→ **WRITTEN PROBLEM**:
Extract each line in the items below that contains the string "airport", copying the lines in the order they appear.

→ **DATA IN THIS EXERCISE**:

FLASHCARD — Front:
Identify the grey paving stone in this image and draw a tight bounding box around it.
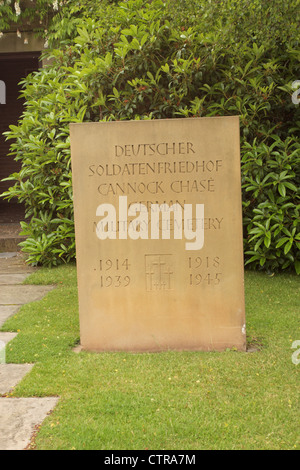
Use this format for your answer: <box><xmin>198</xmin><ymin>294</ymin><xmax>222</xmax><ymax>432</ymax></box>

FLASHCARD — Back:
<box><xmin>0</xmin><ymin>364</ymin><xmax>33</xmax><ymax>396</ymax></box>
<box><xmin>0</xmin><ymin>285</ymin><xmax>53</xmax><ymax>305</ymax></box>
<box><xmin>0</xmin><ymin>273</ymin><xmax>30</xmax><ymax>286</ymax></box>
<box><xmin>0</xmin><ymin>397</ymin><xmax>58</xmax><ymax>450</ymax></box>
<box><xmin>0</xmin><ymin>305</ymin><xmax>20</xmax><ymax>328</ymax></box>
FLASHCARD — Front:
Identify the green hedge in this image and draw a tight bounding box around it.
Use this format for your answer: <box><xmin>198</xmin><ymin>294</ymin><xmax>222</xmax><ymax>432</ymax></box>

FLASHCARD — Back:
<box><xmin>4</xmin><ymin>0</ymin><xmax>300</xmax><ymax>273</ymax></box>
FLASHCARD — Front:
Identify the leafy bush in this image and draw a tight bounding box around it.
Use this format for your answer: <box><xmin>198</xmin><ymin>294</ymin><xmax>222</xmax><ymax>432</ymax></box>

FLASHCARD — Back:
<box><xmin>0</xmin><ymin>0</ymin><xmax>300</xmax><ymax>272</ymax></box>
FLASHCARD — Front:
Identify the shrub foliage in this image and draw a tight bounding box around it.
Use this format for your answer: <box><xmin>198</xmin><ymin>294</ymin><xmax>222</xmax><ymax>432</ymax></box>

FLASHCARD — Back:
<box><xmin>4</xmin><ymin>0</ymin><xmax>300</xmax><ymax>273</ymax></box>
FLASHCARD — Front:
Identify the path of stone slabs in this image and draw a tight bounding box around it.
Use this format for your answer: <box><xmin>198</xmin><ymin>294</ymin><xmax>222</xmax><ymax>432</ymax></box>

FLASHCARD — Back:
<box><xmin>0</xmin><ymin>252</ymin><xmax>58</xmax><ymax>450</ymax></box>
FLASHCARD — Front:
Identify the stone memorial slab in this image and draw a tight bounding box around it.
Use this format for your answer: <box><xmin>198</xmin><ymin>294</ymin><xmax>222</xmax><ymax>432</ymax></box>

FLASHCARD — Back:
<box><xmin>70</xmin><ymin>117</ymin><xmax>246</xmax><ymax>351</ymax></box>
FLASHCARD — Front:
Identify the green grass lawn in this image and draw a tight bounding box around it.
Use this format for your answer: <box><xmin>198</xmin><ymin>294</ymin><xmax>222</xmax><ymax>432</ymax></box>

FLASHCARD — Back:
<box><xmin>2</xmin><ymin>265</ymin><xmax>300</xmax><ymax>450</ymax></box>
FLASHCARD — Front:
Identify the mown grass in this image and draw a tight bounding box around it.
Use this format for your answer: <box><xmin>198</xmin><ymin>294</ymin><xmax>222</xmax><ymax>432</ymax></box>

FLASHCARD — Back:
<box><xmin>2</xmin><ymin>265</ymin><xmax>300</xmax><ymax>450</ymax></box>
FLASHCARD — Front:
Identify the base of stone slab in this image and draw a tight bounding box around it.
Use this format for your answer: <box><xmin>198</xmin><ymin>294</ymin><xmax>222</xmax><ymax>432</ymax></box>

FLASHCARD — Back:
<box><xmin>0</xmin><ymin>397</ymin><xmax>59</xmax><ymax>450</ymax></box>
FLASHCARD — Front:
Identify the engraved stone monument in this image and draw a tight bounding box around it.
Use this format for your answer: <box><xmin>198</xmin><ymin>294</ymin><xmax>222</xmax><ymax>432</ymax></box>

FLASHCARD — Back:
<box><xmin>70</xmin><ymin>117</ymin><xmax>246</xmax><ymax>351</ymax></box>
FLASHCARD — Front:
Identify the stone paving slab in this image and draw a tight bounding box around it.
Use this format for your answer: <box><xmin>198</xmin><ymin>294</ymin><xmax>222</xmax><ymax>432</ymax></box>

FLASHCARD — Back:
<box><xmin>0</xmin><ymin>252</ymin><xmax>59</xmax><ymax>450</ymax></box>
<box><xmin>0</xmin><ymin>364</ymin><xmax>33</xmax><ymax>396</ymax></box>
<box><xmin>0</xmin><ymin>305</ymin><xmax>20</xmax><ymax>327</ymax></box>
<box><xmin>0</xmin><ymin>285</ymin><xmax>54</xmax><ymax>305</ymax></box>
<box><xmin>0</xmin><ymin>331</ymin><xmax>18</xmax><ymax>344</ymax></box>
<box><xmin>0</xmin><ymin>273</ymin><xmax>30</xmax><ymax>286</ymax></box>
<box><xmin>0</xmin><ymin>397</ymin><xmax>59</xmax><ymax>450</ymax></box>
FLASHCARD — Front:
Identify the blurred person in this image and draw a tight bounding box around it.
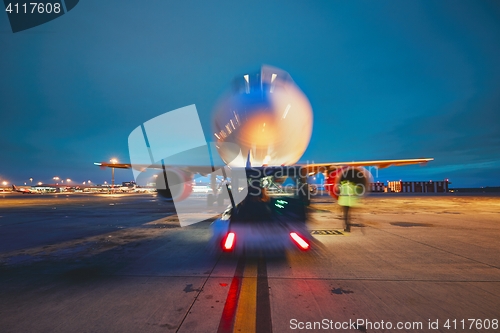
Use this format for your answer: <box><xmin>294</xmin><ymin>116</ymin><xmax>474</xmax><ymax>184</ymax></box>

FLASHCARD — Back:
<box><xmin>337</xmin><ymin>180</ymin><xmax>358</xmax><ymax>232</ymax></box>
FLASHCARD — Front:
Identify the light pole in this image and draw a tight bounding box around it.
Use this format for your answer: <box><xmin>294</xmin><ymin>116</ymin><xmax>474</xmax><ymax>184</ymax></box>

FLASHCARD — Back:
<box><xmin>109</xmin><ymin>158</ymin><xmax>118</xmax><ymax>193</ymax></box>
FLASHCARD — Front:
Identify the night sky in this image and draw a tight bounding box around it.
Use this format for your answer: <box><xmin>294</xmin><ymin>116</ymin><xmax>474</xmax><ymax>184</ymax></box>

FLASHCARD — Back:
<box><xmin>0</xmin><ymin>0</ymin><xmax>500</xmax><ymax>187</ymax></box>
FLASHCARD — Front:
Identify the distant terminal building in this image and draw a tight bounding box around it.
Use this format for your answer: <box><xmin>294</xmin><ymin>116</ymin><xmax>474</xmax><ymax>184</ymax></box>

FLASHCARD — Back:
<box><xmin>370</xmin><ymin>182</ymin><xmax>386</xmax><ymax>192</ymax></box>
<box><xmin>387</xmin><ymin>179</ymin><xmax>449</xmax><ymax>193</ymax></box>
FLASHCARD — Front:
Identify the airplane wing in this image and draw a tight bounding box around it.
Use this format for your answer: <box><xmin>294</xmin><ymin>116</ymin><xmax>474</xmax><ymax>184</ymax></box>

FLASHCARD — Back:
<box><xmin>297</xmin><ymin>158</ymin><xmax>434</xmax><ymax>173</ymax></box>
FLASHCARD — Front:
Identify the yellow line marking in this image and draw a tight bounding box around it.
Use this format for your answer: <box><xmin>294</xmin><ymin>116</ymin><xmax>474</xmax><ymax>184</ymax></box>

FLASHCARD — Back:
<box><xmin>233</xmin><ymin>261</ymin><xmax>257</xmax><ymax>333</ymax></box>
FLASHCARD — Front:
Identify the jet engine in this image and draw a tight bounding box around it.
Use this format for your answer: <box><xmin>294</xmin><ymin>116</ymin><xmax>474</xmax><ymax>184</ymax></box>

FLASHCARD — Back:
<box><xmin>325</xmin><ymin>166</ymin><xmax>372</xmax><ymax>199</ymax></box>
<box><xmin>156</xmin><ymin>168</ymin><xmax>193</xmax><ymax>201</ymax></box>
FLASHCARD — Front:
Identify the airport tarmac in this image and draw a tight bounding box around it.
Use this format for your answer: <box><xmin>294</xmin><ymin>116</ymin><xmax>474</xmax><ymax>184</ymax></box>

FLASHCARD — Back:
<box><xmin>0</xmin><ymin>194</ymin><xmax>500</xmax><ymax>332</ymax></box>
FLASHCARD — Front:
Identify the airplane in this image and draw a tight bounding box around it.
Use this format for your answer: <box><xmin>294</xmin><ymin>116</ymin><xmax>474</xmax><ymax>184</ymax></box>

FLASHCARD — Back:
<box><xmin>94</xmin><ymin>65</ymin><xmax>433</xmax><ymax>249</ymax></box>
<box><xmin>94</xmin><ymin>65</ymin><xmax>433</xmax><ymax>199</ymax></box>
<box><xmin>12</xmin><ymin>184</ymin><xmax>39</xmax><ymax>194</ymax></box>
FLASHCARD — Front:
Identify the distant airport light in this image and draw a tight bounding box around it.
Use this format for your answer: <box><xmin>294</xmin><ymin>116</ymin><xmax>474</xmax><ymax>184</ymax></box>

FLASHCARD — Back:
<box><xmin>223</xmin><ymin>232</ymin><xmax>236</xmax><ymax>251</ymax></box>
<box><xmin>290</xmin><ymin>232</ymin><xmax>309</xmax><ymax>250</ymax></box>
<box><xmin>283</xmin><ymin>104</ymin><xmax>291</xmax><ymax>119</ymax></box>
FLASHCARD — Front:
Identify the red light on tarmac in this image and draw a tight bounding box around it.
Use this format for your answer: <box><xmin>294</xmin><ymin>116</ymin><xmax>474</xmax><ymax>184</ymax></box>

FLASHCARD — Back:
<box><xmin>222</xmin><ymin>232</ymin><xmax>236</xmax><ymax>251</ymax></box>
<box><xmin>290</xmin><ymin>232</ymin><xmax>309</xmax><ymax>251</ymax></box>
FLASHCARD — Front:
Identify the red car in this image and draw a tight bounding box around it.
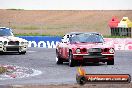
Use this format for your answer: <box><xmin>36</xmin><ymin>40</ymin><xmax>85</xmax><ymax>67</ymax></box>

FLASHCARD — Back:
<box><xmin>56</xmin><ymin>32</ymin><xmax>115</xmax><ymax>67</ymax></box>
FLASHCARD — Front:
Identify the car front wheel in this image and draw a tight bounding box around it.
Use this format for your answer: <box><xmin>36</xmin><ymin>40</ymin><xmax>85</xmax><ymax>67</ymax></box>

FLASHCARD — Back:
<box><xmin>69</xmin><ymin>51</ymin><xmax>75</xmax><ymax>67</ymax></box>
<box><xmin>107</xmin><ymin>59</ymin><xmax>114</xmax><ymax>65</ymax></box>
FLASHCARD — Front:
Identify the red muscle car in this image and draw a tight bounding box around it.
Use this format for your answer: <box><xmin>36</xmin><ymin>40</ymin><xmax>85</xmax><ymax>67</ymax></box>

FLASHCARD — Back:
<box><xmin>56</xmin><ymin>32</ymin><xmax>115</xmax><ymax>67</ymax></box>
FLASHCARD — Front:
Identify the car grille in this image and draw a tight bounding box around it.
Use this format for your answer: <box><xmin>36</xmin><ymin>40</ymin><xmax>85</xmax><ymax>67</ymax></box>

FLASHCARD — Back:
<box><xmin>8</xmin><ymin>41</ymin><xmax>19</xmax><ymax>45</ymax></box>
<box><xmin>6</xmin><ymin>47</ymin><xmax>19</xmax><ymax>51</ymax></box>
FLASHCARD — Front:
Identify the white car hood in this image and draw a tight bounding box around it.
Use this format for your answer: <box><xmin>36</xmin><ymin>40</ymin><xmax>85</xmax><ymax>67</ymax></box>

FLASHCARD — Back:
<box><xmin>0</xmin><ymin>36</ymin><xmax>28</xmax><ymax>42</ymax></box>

→ **OUTPUT OF THE TASK**:
Identify the airport tarmac in this image and draw a tight bounding box around it.
Identify the distant airport light in this image and draw a tight bounding box around it.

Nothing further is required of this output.